** What you will do **
Copy every one of the records below word for word, line by line, with nothing changed.

** Records for processing **
** BEGIN **

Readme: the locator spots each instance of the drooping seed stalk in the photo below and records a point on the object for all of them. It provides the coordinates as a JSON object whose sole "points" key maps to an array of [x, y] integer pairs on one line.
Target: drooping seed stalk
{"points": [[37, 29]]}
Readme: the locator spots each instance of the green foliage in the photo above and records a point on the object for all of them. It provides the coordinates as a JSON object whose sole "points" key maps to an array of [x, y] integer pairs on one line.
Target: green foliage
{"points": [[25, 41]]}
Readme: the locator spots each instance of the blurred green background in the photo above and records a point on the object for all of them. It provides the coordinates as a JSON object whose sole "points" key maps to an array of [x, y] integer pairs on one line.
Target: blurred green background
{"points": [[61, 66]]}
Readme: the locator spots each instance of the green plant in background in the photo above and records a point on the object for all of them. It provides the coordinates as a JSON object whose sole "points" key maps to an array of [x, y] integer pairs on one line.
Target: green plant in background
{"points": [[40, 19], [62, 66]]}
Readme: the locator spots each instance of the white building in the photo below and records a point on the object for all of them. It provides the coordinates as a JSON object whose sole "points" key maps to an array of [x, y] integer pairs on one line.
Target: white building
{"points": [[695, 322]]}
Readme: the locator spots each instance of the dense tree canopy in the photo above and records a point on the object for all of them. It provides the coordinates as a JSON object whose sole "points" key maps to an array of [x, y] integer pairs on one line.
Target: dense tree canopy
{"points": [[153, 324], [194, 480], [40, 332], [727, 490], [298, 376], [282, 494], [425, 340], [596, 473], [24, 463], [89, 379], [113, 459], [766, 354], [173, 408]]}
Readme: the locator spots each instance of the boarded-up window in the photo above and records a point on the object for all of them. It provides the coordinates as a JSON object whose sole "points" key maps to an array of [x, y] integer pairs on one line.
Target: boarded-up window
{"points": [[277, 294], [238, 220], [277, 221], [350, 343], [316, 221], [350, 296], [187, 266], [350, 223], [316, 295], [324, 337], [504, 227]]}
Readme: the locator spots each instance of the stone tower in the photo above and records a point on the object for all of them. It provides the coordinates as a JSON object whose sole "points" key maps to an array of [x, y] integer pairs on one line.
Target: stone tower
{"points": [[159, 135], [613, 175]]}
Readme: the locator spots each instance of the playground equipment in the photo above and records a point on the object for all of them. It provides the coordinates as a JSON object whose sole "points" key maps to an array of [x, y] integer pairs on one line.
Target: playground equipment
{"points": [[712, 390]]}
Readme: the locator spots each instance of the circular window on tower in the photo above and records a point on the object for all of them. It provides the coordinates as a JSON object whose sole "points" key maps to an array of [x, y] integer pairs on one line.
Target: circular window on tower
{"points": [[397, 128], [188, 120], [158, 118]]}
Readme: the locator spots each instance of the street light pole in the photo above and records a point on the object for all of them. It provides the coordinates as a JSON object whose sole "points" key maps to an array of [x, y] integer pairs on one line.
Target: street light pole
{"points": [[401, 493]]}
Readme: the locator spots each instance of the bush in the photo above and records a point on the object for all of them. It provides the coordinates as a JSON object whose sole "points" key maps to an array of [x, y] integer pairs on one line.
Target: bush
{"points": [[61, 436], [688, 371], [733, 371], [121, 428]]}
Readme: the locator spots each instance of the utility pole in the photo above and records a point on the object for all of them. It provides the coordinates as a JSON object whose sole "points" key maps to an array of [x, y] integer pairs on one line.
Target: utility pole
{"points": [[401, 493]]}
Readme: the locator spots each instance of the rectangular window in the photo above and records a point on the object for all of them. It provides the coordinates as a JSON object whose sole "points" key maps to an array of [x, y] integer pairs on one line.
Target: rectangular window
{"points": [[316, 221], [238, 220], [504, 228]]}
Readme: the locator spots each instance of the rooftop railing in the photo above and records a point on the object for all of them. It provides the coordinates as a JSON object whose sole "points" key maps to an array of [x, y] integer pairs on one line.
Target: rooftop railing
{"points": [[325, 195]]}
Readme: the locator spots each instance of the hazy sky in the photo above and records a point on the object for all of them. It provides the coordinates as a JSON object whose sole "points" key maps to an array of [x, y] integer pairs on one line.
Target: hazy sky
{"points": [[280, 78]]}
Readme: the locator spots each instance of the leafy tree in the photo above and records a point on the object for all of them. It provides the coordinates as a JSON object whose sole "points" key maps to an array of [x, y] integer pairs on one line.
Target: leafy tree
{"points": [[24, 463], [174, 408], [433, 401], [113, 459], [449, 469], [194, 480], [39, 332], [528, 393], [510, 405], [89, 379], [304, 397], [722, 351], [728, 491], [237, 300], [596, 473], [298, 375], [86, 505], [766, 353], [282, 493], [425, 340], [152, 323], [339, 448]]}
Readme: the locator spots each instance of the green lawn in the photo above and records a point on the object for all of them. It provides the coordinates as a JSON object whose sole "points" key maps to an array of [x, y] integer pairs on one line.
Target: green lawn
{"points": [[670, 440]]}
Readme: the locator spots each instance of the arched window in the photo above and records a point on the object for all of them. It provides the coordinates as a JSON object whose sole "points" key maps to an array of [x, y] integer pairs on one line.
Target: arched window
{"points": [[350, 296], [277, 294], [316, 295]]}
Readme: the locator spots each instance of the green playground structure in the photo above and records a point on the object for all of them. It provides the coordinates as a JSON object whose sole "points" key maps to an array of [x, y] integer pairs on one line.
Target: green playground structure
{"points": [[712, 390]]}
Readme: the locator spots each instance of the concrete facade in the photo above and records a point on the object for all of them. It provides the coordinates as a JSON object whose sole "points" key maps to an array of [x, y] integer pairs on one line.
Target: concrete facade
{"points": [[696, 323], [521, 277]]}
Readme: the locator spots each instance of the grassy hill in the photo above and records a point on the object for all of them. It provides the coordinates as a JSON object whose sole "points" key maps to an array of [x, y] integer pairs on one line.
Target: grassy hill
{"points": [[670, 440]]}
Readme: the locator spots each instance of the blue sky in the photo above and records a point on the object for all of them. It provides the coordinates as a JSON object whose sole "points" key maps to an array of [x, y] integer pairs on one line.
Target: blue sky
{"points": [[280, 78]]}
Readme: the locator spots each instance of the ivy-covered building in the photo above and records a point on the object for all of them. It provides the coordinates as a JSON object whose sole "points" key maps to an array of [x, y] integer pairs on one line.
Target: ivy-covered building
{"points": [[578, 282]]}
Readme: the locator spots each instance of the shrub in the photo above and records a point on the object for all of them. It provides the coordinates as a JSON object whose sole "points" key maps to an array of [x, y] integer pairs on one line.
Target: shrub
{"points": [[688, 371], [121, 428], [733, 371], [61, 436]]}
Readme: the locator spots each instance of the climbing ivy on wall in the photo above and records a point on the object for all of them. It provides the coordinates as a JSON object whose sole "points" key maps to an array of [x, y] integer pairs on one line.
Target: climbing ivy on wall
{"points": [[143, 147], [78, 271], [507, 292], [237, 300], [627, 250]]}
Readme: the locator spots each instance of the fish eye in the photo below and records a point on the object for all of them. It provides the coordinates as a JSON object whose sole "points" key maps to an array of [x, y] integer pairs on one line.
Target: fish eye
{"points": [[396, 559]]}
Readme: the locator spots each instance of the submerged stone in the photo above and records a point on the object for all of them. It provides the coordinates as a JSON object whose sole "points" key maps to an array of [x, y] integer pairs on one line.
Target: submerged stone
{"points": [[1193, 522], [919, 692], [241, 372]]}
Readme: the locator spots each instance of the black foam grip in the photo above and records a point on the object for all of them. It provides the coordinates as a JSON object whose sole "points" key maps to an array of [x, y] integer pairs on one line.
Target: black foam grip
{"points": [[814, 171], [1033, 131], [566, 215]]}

** END **

** Written solution **
Readme: the locator spots each instance of the drooping seed stalk in the photo below and records a point on the object for all of them. It provides the coordinates as a JSON object whose sole "points" key maps to an array of [x, y] integer pairs on one line.
Target: drooping seed stalk
{"points": [[37, 29]]}
Readme: the locator spots each instance of the green foliage in the photo above and records a point on the object for all of them. It provides the coordinates as a JSON object whose sole "points" key maps to an array of [x, y] integer pairs on one line.
Target: green foliage
{"points": [[25, 41]]}
Readme: the locator spots each instance of the blurred green background in the photo above and records a point on the object for all of them. It provides the coordinates as a JSON object whose sole "points" key maps to an array of [x, y] integer pairs on one line.
Target: blurred green background
{"points": [[61, 66]]}
Readme: the locator spots each instance of the green plant in background in the photo above and records a point on the object for all of them. It provides the coordinates as a JSON object whose sole "points" key maps to an array of [x, y] integer pairs on one line.
Target: green plant in background
{"points": [[40, 19], [62, 66]]}
Readme: the locator spots each instance of the white building in the photo below and records a point on the object for all of them. It provides the coordinates as a JSON object whose sole "points" key maps to an array of [x, y] integer pairs on one line.
Target: white building
{"points": [[695, 322]]}
Readme: the locator spots each instance of the dense tree canopy in the photo above and records a point on the object for all of them. It provides the coordinates as a JSON object whose sole "points" key maps to an array of [x, y] integer pairs on one line.
Target: dense tree canopy
{"points": [[153, 324], [194, 480], [40, 332], [727, 490], [298, 376], [282, 494], [425, 340], [596, 473], [24, 463], [89, 379], [113, 459], [766, 354], [173, 408]]}
Readme: the locator spots each instance of the boarded-up window in the photo above and records a point on the object for all of them. It provides the coordinates as a JSON object whose sole "points" key maps to an array of [x, y] integer pairs on one line.
Target: boarded-up window
{"points": [[277, 294], [238, 220], [277, 221], [350, 343], [316, 221], [350, 296], [187, 266], [350, 223], [316, 295], [324, 337], [504, 227]]}
Readme: the locator spots each instance of the stone tower in the photo above and records a point on the object for all of them. It provides the coordinates as a JSON object whose sole "points" key maps to an array of [x, y] integer pairs on one line.
Target: stone tower
{"points": [[159, 135], [613, 175]]}
Readme: the locator spots each instance of the playground equipment in the photo above and records a point on the object for all of them. It provides the coordinates as a JSON object whose sole "points" key maps to an array of [x, y] integer pairs on one line.
Target: playground equipment
{"points": [[712, 390]]}
Readme: the locator spots each instance of the circular window on tower in the photo above and records a point on the object for all of them. It provides the coordinates as a JSON object whose sole "points" key maps to an array of [x, y] integer pairs on one line.
Target: circular window on tower
{"points": [[397, 128], [188, 120], [158, 118]]}
Readme: the locator spots each instance of the street light pole in the photo above and records a point on the object for all of them. It provides the coordinates as a JSON object whose sole "points" key maps to an array of [x, y] integer pairs on one line.
Target: street light pole
{"points": [[401, 493]]}
Readme: the locator spots each instance of the bush in the photo above and records a point on the object for all of them. It provides the coordinates as a JSON object whose sole "points" key maps to an array of [x, y] integer pairs on one line.
Target: bush
{"points": [[61, 436], [688, 371], [733, 371], [121, 428]]}
Readme: the locator spots each instance of the utility pole in the photo above and records a point on the object for all of them. It provides the coordinates as a JSON object whose sole "points" key maps to an array of [x, y] integer pairs on one line.
Target: utility pole
{"points": [[401, 493]]}
Readme: the locator spots each instance of the rectangular window in the photo above and records a point on the object for all of them. It provides the coordinates as a JSON object whose sole "points" key maps to an array of [x, y] integer pairs on one line.
Target: rectangular window
{"points": [[316, 221], [238, 220], [504, 228]]}
Readme: the locator spots each instance of the rooftop railing in the photo above and records a point on the object for all of them. It provides the coordinates as a JSON object whose sole "points" key maps to an array of [x, y] integer pairs on one line.
Target: rooftop railing
{"points": [[325, 195]]}
Readme: the locator spots each instance of the hazy sky in the photo above and records a point on the object for all of them. It provides the coordinates as a JSON object whose sole "points" key maps to an array of [x, y] integer pairs on one line.
Target: hazy sky
{"points": [[280, 78]]}
Readme: the locator spots each instance of the leafy tree in the photo above and records a point on the object for all of them. It provides the coordinates as a JSON object whose sole "points" key maps to an array of [x, y] integer pairs on one line.
Target: leafy tree
{"points": [[24, 463], [174, 408], [433, 401], [113, 459], [449, 469], [194, 480], [39, 332], [528, 393], [510, 405], [89, 379], [304, 397], [722, 351], [728, 491], [237, 300], [596, 473], [298, 375], [86, 505], [766, 353], [282, 493], [425, 340], [152, 323], [339, 448]]}
Readme: the locator spots each instance of the green lawn in the photo above and records a point on the object for all of them. It provides the coordinates as a JSON object whose sole "points" key maps to an array of [x, y] integer pairs on one line.
Target: green lawn
{"points": [[670, 440]]}
Readme: the locator spots each instance of the arched window in the photo above and records a point on the object for all of them. It provides the coordinates as a JSON object whose sole "points" key maps to an array of [x, y] integer pairs on one line.
Target: arched window
{"points": [[350, 296], [277, 294], [316, 295]]}
Readme: the locator spots each instance of the green playground structure in the photo above and records a point on the object for all of them. It provides the coordinates as a JSON object whose sole "points" key maps to an array of [x, y] integer pairs on one line.
Target: green playground structure
{"points": [[712, 390]]}
Readme: the locator spots each instance of the concrete facade in the photo above and records a point on the object for all of them. It provides the coordinates as a JSON object whose sole "points" key maps to an array of [x, y] integer pairs on one line.
Target: concrete facade
{"points": [[696, 323], [521, 277]]}
Readme: the locator spots each instance of the grassy hill in the photo above and records a point on the object for all of them. It provides the coordinates as a JSON object whose sole "points" key maps to an array of [x, y] integer pairs on one line.
Target: grassy hill
{"points": [[670, 440]]}
Readme: the locator spots each instance of the blue sky in the photo above and records a point on the object for all of them. It provides the coordinates as a JSON object whose sole "points" key maps to an array of [x, y] integer pairs on one line.
Target: blue sky
{"points": [[280, 78]]}
Readme: the locator spots each instance of the ivy-covered building in the photo above and records a point on the object for all of them. It provides the coordinates as a JSON object whose sole "points" key maps to an array of [x, y] integer pairs on one line.
Target: ivy-covered building
{"points": [[578, 282]]}
Readme: the locator spots each instance of the shrub in the photo above and records a point on the object for all of them. It provides the coordinates as a JSON object whose sole "points" key maps to an array of [x, y] integer pairs on one line.
Target: shrub
{"points": [[688, 371], [121, 428], [733, 371], [61, 436]]}
Readme: the locator spots each instance of the climbing ivy on wall in the photo above and records a point on the object for all of them. It provides the coordinates as a JSON object whose sole "points" key maps to an array of [x, y] integer pairs on one line.
Target: climbing ivy on wall
{"points": [[143, 147], [78, 271], [507, 292], [237, 300], [627, 250]]}
Readme: the locator spots each instance of the fish eye in the photo below and records a point on the object for all of them. It provides the coordinates as a JSON object whose sole "points" key maps to an array of [x, y] integer pairs on one line.
Target: fish eye
{"points": [[396, 559]]}
Readme: the locator spots each instance of the submerged stone in the photo above and records a point on the object for all of them. It provides the coordinates as a JSON object whose sole "points" key maps to an array of [x, y] integer pairs on one line.
Target: submerged stone
{"points": [[1193, 522], [919, 692], [241, 372]]}
Readme: the locator spots each instance of the black foam grip in the photo above and records a point on the object for all of them. It provides the coordinates as a JSON object whose sole "points" key maps to an array of [x, y] integer pairs on one line.
Target: black foam grip
{"points": [[814, 171], [1033, 131], [566, 215]]}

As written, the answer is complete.